## BEGIN

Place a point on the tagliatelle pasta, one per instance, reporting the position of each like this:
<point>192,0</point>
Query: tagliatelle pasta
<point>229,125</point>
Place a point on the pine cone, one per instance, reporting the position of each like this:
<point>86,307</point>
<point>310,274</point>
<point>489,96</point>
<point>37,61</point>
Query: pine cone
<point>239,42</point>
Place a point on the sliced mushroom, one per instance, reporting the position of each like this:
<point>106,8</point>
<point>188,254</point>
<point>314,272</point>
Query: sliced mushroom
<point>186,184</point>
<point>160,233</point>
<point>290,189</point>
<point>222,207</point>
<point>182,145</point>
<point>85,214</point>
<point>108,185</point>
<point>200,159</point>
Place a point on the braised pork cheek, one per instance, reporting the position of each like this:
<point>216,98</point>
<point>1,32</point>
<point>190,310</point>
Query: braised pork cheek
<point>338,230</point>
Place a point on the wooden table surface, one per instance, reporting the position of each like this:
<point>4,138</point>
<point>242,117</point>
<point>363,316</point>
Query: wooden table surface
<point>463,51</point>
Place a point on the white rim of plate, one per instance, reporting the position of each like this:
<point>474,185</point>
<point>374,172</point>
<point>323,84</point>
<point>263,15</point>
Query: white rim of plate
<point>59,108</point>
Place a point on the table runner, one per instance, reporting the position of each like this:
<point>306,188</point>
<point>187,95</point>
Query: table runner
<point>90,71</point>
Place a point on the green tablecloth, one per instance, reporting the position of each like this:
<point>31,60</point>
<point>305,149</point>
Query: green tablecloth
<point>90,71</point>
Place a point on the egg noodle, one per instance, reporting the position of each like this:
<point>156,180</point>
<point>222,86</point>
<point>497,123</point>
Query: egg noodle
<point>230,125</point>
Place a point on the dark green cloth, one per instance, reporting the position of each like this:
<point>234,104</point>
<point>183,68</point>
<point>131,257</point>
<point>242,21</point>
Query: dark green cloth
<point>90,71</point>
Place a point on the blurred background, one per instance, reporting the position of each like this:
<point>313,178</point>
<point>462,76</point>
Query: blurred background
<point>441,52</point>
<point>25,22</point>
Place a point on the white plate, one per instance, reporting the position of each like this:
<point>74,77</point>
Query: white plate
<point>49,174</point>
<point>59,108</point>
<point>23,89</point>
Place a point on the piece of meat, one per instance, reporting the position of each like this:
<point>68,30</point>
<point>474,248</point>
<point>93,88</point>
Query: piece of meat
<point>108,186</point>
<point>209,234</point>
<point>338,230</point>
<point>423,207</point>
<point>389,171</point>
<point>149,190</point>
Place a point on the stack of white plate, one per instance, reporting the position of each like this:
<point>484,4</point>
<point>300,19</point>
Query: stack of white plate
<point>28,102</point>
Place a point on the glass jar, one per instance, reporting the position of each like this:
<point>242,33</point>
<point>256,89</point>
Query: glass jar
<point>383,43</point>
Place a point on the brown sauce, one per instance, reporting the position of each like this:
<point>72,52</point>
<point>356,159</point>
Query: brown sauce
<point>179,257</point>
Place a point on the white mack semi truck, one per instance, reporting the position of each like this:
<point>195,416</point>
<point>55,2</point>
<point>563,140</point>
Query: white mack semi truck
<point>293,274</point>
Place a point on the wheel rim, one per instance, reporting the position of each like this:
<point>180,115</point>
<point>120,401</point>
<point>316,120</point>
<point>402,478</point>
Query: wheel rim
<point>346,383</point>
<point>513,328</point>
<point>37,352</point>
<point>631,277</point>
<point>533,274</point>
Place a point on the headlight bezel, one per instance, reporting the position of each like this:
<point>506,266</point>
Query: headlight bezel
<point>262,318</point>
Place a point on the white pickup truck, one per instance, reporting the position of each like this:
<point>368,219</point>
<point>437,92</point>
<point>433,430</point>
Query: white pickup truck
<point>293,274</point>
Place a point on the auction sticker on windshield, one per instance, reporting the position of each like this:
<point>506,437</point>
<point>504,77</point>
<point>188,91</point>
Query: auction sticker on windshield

## END

Task: Write out again, word for word, the lines of the records starting at the line that contains "Place a point on the blurred" and ending at the line that contains "<point>23,89</point>", including both of those lines.

Written solution:
Place a point on the blurred background, one per instance, reporting the position of each like this:
<point>313,178</point>
<point>462,76</point>
Query: blurred background
<point>441,52</point>
<point>25,22</point>
Place a point on the white plate, one per instance, reporting the position of each like this:
<point>74,77</point>
Query: white plate
<point>49,174</point>
<point>59,108</point>
<point>23,89</point>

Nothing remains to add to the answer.